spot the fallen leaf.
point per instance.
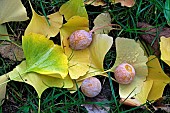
(129, 51)
(151, 35)
(38, 81)
(3, 78)
(160, 79)
(78, 60)
(95, 2)
(102, 19)
(73, 8)
(11, 51)
(43, 56)
(98, 49)
(3, 33)
(165, 49)
(127, 3)
(95, 108)
(12, 11)
(167, 11)
(39, 24)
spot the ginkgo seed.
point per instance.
(124, 73)
(91, 87)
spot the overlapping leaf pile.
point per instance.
(51, 65)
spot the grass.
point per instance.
(21, 97)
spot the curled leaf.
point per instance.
(39, 24)
(43, 56)
(78, 60)
(73, 8)
(12, 11)
(129, 51)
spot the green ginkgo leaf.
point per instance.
(12, 10)
(38, 81)
(73, 8)
(43, 56)
(129, 51)
(78, 60)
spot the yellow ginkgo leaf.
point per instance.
(12, 10)
(129, 51)
(102, 19)
(3, 78)
(143, 95)
(73, 8)
(127, 3)
(165, 49)
(98, 49)
(159, 78)
(78, 60)
(38, 81)
(39, 24)
(95, 2)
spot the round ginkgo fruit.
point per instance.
(124, 73)
(91, 87)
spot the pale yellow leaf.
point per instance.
(95, 2)
(73, 8)
(78, 60)
(165, 49)
(160, 79)
(38, 81)
(3, 78)
(102, 19)
(129, 51)
(39, 24)
(127, 3)
(98, 49)
(12, 10)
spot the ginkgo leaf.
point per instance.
(78, 60)
(4, 33)
(129, 51)
(127, 3)
(98, 49)
(165, 49)
(143, 95)
(160, 79)
(73, 8)
(12, 10)
(102, 19)
(11, 51)
(38, 81)
(95, 2)
(43, 56)
(39, 24)
(3, 78)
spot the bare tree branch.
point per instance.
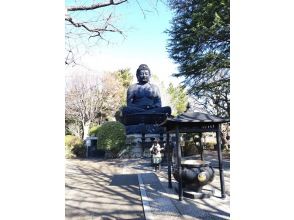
(94, 6)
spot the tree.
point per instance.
(200, 43)
(88, 21)
(178, 99)
(90, 98)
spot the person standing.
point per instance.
(156, 155)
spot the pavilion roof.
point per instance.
(191, 118)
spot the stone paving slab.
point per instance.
(164, 203)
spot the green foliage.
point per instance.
(111, 137)
(200, 43)
(93, 130)
(74, 147)
(125, 77)
(179, 99)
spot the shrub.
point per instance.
(111, 137)
(74, 147)
(93, 130)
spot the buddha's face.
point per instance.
(143, 76)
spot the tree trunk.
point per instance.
(86, 127)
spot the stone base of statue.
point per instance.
(140, 148)
(144, 128)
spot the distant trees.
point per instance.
(90, 99)
(200, 43)
(178, 99)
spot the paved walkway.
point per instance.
(112, 189)
(101, 190)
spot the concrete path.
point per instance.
(129, 189)
(101, 190)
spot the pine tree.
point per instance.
(200, 43)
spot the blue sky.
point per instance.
(145, 41)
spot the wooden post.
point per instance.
(168, 159)
(201, 146)
(179, 165)
(220, 161)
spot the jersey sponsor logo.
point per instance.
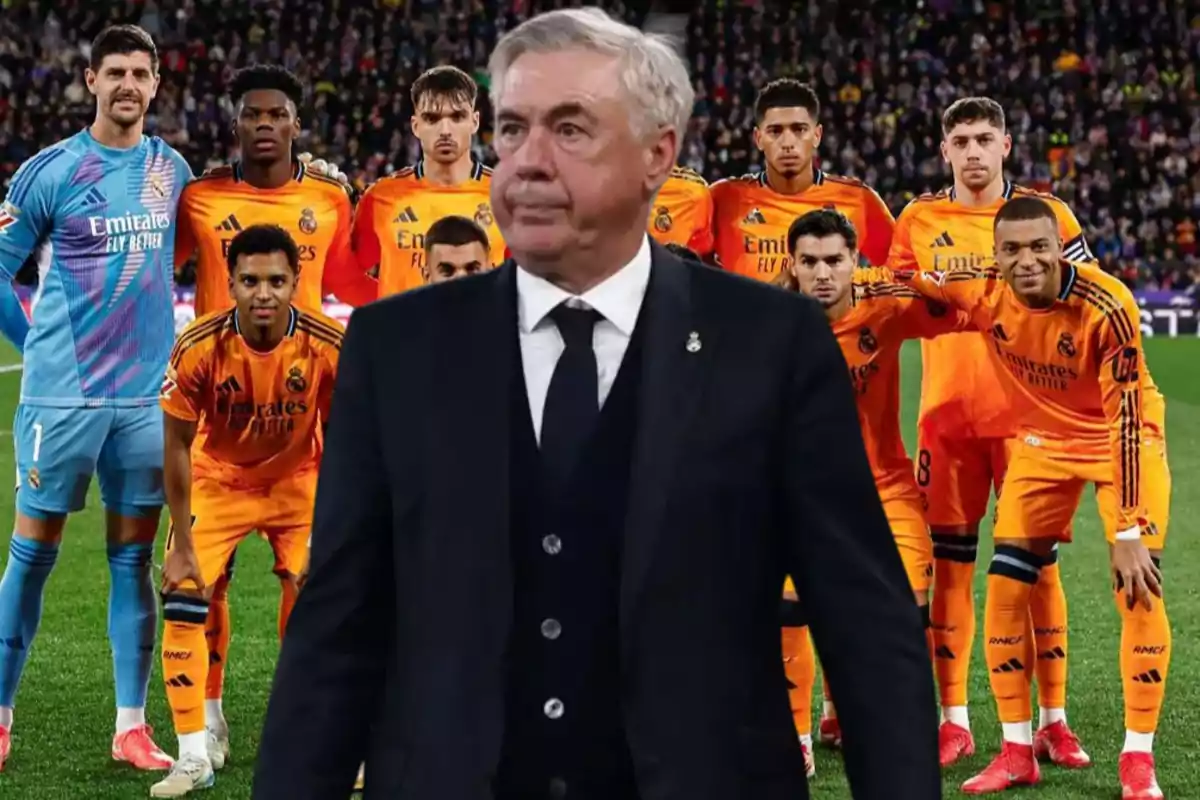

================================

**Problem to solve**
Copy out every line of the material above that contains the word "leaf".

**Response below**
spot the fallen leaf.
spot the overlapping leaf pile.
spot the curled leaf.
spot the green ginkgo leaf.
spot the yellow ginkgo leaf.
spot the pale yellow leaf.
spot the ginkgo leaf.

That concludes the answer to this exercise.